*** Opening EXTRACTED RECORDS ***

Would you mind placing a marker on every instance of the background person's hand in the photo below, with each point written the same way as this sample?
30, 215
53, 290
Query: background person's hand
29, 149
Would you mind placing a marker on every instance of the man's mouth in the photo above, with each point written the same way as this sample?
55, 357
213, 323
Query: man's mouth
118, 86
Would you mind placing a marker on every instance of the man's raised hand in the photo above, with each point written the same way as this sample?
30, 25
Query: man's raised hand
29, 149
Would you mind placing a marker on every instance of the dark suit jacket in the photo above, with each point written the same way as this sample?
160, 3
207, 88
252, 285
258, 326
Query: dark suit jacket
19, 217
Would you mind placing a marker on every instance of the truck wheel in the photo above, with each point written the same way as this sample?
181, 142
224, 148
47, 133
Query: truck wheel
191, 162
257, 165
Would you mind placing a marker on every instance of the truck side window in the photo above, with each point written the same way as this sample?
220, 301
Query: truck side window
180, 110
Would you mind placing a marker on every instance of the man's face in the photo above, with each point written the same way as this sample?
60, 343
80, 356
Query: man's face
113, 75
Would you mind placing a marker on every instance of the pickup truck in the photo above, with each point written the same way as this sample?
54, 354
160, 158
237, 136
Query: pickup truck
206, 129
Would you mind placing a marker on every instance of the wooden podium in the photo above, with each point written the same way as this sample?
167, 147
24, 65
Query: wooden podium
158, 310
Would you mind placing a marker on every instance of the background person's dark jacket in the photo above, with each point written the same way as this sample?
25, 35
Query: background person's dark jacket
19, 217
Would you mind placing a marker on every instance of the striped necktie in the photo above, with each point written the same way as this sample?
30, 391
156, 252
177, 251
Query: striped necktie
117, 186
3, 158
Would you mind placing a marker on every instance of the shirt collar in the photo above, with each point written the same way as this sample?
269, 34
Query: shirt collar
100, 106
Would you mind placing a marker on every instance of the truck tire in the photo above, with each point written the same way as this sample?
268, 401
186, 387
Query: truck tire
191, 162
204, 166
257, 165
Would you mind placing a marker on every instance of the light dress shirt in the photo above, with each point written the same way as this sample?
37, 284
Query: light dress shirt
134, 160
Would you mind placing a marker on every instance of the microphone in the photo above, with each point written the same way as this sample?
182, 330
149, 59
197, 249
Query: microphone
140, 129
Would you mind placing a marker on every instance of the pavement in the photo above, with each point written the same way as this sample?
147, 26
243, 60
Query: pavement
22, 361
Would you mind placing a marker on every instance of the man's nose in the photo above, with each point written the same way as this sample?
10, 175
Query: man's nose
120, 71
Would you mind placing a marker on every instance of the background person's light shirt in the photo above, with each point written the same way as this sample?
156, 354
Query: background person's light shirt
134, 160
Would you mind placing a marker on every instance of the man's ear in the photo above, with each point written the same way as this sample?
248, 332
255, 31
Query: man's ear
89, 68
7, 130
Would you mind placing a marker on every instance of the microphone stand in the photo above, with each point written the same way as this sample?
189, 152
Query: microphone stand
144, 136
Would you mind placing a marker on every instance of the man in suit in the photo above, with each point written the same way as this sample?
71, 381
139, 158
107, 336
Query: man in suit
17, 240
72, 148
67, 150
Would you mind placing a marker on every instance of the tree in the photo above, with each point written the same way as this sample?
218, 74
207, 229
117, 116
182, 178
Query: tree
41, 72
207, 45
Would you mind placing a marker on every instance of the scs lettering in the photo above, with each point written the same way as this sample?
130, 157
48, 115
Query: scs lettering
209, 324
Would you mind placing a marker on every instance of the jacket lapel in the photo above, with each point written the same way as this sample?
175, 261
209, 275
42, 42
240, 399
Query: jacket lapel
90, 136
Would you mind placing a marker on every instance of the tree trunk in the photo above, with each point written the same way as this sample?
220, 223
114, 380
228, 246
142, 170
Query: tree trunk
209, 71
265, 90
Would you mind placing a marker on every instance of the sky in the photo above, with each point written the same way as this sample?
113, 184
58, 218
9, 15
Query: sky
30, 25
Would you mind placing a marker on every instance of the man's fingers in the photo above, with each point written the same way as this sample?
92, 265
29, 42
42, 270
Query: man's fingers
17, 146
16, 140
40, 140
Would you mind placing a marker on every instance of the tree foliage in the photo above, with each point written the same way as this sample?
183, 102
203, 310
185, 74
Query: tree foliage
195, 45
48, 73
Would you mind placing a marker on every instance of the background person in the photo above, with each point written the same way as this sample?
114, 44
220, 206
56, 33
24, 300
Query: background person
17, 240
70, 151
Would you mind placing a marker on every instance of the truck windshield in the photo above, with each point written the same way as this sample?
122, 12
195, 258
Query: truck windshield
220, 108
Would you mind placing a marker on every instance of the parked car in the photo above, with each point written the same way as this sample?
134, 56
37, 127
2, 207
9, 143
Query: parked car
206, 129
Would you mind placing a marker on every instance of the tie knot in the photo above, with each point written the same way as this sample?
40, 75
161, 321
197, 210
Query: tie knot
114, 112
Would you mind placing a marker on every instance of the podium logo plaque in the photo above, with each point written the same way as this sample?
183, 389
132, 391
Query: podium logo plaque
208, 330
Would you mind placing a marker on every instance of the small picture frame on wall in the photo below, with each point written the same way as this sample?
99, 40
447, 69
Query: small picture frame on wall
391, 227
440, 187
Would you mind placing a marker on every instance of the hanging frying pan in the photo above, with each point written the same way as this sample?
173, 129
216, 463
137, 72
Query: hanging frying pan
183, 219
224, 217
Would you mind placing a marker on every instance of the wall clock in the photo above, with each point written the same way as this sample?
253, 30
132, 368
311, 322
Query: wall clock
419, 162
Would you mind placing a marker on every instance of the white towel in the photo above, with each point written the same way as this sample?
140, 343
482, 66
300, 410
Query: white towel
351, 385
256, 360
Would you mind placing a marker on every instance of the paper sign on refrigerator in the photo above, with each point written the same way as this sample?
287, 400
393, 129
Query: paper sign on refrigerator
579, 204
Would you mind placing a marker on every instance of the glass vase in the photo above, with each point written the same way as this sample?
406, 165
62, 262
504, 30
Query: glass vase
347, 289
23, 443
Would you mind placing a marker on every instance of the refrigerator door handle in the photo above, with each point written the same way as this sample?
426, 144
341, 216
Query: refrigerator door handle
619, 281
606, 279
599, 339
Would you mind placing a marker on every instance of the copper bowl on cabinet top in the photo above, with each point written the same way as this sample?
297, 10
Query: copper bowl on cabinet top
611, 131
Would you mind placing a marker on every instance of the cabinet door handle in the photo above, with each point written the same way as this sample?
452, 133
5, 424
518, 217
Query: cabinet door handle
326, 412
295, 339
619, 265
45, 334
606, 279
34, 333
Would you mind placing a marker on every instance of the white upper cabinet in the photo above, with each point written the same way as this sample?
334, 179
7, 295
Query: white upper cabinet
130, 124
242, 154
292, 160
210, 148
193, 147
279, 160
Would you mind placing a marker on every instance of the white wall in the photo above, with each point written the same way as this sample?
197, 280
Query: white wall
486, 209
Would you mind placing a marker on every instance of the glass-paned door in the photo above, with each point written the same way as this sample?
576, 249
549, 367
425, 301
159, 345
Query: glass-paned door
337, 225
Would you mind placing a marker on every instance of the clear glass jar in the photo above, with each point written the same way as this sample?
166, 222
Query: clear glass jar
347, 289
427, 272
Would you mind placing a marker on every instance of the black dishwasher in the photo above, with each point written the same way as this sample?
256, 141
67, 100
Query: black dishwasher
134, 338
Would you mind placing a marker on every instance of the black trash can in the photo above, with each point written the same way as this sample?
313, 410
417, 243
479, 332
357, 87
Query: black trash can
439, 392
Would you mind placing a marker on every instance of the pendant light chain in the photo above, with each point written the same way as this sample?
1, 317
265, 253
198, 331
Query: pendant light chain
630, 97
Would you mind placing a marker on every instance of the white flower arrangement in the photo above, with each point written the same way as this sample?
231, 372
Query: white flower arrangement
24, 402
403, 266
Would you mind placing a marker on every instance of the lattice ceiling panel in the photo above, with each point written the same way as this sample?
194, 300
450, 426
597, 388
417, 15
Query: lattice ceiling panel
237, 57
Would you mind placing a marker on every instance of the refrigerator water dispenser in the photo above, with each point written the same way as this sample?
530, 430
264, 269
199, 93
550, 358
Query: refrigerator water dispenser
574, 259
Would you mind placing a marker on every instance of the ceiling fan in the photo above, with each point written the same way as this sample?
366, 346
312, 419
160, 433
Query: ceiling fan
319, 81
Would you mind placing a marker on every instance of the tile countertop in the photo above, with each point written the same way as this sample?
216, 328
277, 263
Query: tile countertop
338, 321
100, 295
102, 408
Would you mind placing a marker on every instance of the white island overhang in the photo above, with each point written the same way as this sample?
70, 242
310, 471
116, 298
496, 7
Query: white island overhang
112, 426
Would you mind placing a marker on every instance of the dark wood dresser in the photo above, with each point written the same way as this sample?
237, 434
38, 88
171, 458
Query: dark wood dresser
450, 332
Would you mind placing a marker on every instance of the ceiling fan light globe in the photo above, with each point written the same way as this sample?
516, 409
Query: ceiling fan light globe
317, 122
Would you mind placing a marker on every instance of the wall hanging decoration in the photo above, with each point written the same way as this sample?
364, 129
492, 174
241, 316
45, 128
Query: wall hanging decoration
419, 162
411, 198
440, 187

*** Closing EXTRACTED RECORDS ***

TASK INSTRUCTIONS:
Out of the entries, pull every line that mentions "below".

RESPONSE TO THE EXERCISE:
Would you mind placing a marker on every instance of the background person's hand in the photo below, with each point written the same way as this sample?
Would you mind placing a marker on every instance of the small picture frame on wall in the photo below, with each point written the same way as this sample?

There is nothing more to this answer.